[WORK TO DO]:
Please count the lines in the listing below that contain the string "note", and reply with only that number.

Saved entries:

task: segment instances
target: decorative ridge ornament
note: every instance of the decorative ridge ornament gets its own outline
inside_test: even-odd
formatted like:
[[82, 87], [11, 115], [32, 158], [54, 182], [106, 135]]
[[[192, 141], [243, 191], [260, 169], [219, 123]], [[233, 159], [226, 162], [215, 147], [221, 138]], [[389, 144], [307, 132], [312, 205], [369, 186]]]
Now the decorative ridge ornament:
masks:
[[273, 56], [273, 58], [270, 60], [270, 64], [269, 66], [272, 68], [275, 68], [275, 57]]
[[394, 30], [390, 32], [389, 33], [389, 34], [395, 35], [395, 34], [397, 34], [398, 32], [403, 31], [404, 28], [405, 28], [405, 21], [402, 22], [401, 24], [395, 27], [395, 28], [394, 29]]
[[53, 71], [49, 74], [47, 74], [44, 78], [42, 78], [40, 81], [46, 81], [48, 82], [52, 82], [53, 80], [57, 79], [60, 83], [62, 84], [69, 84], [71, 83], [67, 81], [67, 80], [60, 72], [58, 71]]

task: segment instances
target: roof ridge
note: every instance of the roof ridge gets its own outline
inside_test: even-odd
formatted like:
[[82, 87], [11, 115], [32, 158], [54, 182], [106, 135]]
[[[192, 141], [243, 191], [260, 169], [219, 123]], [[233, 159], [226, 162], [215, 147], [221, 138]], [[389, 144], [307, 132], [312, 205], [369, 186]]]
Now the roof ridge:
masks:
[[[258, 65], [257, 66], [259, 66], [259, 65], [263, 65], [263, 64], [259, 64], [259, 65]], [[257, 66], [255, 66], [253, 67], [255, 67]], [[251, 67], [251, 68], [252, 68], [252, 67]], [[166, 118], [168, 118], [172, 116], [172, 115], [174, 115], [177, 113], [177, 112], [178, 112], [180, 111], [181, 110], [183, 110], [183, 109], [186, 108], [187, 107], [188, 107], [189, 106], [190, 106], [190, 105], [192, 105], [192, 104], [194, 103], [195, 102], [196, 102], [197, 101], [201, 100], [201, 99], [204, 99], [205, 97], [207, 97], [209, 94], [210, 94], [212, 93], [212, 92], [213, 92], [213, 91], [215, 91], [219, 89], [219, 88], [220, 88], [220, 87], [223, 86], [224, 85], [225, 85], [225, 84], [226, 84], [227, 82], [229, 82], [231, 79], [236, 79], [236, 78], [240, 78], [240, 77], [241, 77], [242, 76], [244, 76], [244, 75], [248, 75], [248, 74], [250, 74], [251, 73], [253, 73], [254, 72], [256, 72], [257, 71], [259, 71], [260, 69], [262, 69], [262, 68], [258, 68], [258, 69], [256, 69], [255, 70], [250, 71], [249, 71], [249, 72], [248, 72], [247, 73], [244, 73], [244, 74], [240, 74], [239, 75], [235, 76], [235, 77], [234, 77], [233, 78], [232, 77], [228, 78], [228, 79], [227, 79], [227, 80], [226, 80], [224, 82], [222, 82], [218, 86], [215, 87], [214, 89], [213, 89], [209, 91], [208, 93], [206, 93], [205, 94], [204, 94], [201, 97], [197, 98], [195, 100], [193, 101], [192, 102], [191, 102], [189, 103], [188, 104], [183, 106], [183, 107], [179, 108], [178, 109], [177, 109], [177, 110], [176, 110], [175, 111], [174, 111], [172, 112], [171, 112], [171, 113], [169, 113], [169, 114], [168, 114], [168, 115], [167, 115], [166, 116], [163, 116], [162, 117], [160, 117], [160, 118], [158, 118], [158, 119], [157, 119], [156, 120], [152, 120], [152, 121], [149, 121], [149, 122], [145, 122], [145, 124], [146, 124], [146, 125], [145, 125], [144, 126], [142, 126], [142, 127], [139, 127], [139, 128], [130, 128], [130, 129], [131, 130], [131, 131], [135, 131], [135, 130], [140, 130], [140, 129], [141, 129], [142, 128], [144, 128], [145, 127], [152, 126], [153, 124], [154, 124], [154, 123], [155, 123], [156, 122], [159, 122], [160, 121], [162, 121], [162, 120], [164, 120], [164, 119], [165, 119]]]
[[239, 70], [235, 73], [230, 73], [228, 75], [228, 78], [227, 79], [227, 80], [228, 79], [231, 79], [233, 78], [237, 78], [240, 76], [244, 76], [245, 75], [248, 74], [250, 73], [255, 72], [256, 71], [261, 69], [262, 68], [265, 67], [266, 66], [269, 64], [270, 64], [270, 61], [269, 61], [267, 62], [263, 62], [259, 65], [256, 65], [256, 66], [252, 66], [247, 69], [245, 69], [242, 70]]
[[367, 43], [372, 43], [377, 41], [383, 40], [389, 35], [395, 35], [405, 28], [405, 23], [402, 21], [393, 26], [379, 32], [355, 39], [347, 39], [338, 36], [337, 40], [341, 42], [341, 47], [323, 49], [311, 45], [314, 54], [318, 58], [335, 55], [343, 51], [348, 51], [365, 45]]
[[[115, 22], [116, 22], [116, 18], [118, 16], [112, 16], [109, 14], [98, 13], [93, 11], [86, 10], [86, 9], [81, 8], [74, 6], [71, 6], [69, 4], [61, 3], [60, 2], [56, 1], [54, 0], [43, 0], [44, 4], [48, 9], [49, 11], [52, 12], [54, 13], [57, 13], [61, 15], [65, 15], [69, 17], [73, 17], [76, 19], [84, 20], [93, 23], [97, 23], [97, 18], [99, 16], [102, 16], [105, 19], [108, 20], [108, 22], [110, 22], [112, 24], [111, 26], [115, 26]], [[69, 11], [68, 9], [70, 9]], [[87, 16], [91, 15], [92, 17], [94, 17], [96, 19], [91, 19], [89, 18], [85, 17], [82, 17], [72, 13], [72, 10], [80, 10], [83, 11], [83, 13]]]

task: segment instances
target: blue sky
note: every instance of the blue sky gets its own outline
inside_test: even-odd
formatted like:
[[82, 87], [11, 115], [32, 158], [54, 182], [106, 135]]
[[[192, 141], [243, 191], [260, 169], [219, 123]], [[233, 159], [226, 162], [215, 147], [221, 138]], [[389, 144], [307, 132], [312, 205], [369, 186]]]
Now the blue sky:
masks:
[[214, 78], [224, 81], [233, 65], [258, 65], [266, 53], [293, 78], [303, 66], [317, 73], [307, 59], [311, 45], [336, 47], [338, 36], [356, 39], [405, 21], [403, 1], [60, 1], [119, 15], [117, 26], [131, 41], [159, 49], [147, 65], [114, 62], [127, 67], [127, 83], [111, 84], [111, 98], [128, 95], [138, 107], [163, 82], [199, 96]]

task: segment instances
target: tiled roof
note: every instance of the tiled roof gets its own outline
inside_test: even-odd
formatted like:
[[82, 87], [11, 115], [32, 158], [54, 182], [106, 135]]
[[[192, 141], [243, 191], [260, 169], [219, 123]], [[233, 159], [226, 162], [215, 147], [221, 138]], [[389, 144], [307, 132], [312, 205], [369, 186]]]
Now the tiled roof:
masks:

[ANSWER TO THIS PROBLEM]:
4